▸ **Page**:
_____

Rien de plus ennuyeux qu’un récit de voyage. Moins pire qu’une séance de diapos (ou un PowerPoint) « Mes vacances en Grèce »… Mais tout de même. Élisabeth Foch-Eyssette, voyageuse au long cours le sait bien, elle qui craint de devenir un « exploraseur ». Elle sait que seuls les mauvais souvenirs, les ratages, les désastres retiennent l’attention du public – la catastrophe fait tendre l’oreille, on sait cela depuis Homère. Ecuador de Henri Michaux est un chef-d’œuvre parce que c’est le grandiose récit d’un flop total. Les bons moments sont littérairement tièdes, on les garde pour soi, domaine privé – circulez, rien à voir! À moins que. À moins qu’on ait l’œil et un talent de plume. Qu’on ait cette sorte de regard photographique qui, lors d’une rencontre, d’un événement, d’une péripétie, sait en concentrer l’intérêt, le cocasse, le charme, la poésie dans une fulgurance, un raccourci qui nous fait dire: « tiens! », ce que Barthes en photographie appelait le punctum (« ce qui dans la photo me point »). Élisabeth Foch-Eyssette a ce talent. Et surtout, elle sait organiser, orchestrer ce talent, le mettre en scène à la manière de la grande poétesse japonaise Sei Shônagon dont elle admire les Notes de Chevet. L’admiration donne des ailes à l’inspiration, alors Élisabeth Foch-Eyssette « se prend à rêver qu’(elle) pourrait classer son livre avec gratitude dans les
                                          chose qui inspirent
                                          par-delà le temps et les frontières »

_____

▸ **Données fournies**:
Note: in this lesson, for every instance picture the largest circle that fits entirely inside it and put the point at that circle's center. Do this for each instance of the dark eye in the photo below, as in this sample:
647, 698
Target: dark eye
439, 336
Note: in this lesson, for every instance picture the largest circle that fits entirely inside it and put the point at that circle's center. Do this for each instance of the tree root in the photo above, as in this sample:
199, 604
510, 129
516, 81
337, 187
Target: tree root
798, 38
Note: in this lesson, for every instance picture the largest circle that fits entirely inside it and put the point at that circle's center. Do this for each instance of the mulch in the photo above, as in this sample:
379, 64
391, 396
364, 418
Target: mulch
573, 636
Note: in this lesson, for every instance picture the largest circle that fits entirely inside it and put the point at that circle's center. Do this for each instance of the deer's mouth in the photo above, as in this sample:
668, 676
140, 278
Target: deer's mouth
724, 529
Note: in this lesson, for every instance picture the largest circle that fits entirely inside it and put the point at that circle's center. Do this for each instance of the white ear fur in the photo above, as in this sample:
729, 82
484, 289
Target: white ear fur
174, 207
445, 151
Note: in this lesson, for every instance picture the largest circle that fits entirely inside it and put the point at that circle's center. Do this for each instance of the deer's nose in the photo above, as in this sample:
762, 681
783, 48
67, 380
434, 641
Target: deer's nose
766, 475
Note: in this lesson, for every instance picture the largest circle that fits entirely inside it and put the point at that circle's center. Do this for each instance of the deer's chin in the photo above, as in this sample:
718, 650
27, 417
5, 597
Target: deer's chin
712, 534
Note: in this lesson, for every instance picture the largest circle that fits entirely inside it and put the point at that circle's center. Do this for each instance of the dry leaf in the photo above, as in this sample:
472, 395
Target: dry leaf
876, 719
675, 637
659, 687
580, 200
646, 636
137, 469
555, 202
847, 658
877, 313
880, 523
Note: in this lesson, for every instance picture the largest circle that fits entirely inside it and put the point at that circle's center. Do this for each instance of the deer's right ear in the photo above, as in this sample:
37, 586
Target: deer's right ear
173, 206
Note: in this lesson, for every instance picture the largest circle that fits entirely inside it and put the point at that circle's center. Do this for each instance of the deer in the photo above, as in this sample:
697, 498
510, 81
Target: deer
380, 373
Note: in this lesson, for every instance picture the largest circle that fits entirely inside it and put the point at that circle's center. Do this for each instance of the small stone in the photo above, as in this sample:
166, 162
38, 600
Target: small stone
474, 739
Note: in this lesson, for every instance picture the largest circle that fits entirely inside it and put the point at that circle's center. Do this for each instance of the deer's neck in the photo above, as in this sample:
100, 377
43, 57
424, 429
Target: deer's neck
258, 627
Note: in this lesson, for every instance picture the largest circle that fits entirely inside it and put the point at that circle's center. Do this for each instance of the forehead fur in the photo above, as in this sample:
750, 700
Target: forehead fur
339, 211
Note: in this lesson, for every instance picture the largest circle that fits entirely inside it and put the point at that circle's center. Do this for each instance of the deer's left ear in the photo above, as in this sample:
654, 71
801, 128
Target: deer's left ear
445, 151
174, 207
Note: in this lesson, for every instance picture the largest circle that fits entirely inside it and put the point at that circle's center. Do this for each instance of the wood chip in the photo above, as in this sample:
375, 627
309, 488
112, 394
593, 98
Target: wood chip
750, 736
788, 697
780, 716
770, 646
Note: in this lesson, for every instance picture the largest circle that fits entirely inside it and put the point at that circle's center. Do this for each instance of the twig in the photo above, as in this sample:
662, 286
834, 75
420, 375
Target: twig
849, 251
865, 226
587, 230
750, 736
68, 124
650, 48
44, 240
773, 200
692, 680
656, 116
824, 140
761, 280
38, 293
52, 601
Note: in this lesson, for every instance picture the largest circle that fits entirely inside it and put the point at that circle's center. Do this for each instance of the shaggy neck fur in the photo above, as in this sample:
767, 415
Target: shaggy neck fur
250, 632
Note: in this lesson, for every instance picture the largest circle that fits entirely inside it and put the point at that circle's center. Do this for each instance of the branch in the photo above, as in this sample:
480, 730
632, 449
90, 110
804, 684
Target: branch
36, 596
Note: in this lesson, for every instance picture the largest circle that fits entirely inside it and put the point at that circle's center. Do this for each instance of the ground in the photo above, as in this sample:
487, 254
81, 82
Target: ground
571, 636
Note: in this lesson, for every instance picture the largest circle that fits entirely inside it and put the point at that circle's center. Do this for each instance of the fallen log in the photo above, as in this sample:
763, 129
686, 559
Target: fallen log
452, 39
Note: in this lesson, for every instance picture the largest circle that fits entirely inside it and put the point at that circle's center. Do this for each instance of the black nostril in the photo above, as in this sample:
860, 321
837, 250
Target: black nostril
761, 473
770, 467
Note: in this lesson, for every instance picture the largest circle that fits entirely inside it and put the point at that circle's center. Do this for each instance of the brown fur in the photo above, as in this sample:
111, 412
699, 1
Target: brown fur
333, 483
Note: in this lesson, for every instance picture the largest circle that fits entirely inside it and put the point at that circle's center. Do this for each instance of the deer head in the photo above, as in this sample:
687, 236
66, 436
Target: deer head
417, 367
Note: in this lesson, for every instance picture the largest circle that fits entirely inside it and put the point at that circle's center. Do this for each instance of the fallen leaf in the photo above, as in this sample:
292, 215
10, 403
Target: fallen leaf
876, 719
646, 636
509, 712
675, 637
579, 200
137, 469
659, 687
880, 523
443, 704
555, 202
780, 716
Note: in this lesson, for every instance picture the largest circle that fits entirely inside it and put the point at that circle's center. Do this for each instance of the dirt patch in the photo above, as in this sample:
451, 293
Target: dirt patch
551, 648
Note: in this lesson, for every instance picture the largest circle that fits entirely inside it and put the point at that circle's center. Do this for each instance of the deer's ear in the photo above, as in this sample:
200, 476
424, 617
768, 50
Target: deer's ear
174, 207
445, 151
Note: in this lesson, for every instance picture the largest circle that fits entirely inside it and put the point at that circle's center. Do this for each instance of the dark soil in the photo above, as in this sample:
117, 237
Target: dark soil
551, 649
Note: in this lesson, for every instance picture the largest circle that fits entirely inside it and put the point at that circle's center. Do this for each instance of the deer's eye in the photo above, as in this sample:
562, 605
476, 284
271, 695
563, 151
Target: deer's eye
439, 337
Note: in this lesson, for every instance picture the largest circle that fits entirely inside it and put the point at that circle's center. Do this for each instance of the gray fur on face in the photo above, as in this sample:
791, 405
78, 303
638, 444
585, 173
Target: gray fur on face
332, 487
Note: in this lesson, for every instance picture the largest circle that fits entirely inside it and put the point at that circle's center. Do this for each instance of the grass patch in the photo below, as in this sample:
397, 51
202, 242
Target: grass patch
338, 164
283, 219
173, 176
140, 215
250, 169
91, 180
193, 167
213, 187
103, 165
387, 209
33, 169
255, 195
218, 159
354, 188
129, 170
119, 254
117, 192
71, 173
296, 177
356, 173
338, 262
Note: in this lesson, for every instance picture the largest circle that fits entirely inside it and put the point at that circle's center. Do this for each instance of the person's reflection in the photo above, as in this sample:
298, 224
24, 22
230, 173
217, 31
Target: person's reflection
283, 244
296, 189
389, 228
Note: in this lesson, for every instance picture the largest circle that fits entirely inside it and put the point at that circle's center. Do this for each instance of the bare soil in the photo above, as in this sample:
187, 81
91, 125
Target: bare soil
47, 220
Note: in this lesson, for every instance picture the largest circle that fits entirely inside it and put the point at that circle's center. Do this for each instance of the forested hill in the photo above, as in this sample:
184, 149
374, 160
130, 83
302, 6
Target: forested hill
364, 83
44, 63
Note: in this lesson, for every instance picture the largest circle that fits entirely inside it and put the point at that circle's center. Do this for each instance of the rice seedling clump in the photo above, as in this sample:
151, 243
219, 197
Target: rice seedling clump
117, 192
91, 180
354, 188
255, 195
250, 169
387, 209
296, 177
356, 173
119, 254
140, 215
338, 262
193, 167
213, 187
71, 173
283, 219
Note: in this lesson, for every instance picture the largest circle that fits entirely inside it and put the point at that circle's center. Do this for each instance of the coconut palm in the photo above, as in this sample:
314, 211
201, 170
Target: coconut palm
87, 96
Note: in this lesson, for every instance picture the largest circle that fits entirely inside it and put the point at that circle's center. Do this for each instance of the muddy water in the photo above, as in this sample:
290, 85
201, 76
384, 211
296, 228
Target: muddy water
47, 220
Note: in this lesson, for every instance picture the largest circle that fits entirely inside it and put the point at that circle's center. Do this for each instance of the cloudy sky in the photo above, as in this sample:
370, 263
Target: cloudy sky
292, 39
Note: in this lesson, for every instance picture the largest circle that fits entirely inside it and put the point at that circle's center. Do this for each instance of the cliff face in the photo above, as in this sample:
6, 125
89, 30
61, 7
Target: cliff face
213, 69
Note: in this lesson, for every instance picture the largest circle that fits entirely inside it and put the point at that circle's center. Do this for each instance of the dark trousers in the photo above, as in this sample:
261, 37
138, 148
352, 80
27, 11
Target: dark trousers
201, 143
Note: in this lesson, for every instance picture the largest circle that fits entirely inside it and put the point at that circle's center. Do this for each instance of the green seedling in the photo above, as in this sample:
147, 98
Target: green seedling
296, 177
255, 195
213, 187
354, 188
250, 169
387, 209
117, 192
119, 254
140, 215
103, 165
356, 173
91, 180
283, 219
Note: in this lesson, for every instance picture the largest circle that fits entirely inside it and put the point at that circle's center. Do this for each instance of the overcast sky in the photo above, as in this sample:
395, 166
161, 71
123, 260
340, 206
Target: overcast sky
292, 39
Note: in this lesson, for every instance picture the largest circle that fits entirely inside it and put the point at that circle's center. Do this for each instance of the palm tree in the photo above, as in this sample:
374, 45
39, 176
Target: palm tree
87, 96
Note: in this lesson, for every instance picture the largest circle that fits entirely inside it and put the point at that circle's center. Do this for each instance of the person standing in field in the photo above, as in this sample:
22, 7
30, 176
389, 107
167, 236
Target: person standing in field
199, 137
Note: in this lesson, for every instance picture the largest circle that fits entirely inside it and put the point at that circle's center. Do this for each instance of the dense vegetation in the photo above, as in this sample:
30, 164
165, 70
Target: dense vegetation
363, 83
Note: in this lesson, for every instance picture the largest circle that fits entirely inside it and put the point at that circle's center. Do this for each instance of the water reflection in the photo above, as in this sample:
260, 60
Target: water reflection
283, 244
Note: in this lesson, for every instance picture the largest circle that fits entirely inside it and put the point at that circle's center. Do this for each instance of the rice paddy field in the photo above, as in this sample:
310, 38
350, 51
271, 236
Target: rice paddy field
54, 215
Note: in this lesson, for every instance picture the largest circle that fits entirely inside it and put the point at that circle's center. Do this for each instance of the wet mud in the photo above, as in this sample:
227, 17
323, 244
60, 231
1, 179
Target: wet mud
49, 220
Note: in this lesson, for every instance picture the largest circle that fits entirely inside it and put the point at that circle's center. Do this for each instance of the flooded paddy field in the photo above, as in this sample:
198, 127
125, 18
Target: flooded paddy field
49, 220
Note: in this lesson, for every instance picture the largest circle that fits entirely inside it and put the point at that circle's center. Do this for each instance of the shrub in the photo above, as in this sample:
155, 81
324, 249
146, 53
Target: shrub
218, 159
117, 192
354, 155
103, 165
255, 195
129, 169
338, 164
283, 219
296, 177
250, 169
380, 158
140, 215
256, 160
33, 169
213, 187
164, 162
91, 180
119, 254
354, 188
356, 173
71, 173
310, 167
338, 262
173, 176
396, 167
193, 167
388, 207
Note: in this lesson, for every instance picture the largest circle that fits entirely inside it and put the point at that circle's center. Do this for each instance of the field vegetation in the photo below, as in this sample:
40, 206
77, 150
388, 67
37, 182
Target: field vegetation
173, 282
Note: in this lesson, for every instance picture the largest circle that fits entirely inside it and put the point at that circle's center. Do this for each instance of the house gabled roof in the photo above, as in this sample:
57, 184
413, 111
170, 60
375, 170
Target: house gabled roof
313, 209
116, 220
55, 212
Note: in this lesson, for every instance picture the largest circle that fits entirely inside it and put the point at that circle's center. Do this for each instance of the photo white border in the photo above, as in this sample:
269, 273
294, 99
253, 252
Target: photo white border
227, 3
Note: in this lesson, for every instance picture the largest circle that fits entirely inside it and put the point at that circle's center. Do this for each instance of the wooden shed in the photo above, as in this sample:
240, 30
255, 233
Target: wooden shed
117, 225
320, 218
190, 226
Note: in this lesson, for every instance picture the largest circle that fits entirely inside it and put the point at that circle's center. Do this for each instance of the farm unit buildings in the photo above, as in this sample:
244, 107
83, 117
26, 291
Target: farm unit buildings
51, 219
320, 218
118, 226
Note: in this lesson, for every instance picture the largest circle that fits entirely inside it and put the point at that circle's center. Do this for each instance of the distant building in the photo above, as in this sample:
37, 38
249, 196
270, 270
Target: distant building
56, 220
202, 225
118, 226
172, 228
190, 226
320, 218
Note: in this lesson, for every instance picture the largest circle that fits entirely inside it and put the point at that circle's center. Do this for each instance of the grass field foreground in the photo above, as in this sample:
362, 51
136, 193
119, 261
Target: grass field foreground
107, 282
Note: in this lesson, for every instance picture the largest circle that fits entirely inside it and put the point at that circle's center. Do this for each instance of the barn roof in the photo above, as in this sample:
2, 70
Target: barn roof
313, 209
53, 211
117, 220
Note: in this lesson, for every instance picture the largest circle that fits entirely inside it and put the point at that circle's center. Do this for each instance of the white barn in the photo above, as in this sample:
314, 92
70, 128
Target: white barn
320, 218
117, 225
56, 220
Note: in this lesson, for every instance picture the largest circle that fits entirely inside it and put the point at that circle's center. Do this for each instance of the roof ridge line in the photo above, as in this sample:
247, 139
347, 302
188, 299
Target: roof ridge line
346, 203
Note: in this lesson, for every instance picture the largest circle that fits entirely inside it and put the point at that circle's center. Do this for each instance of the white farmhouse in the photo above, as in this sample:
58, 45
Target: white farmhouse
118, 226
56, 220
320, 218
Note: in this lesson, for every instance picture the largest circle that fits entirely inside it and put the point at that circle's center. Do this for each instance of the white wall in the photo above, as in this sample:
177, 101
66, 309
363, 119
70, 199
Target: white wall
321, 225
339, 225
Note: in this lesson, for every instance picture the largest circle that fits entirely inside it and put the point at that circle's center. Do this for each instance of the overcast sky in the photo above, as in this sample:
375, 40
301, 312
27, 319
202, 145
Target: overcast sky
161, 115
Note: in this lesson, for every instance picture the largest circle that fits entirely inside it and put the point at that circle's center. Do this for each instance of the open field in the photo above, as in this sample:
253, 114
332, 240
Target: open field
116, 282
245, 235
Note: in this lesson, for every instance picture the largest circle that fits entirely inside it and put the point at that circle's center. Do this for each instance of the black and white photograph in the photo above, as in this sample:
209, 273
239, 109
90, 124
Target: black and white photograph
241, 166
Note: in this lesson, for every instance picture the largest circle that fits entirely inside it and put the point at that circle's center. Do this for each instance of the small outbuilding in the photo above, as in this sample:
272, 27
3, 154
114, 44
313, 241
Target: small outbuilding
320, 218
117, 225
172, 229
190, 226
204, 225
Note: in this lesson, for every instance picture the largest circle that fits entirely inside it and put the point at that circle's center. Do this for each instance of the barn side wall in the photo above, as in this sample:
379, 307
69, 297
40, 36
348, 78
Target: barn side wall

_____

▸ **Énoncé 1**:
Dans le texte sur les récits de voyage, quelle poétesse japonaise Élisabeth Foch-Eyssette admire-t-elle ?
▸ **Énoncé 2**:
Prolongez le texte sur les récits de voyage à partir de sa dernière phrase.
Les lignes n'interviennent pas ici.

▸ **Bonne réponse 1**:
Sei Shônagon, autrice des Notes de Chevet.

▸ **Bonne réponse 2**:
Cela donne cette suite de « choses qui… », florilège choisi de souvenirs de voyage au titre très taoïste où l’auteur jongle entre ses instincts nomades et sédentaires, entre joie de la rencontre et peine de la séparation, entre choses que l’on regrette et celles qui vous appartiennent pour toujours. Et comme l’auteur est aussi photographe, cela donne un double plaisir de lecture.
Mais laissons Elisabeth Foch-Eyssette donner son « idée » du voyage, car l’important n’est pas le voyage mais la manière dont on voyage (et l’on imagine bien qu’elle à l’extrême opposé du tourisme):
« Voyager, c’est:
confronter « son » monde au monde;
se découvrir tel qu’on est lorsqu’on n’est pas chez soi; faire usage de ses cinq sens, mêler saveurs et savoirs; être heureux d’arriver quelque part puis soulagé d’en partir – pourtant le lieu n’a pas changé;
tendre l’oreille à l’esprit des lieux: s’il vous dit de déguerpir, surtout ne pas le contredire;
accepter qu’on ne pourra jamais tout voir, tout connaître: on sera toujours incomplet d’un bonheur volé à une étape encore inconnue;
aller voir et laisser dire. »

Bien des remarques d’Élisabeth Foch-Eyssette sur le voyage pourraient être transposées quasi littéralement à la lecture, le lecteur et le voyageur sont mêmement des découvreurs et, avec le temps, pays parcourus et livres lus finissent par se fondre en une seule entité: « Avec le temps, tous les pays parcourus se fondent en un seul. Voyages, souvenirs, rêveries, projets ne se distinguent plus et forment un territoire intérieur qui ne cesse de s’étendre. Exactement comme un livre fait naître un espace mental que l’on confond, au fil des pages, avec la réalité.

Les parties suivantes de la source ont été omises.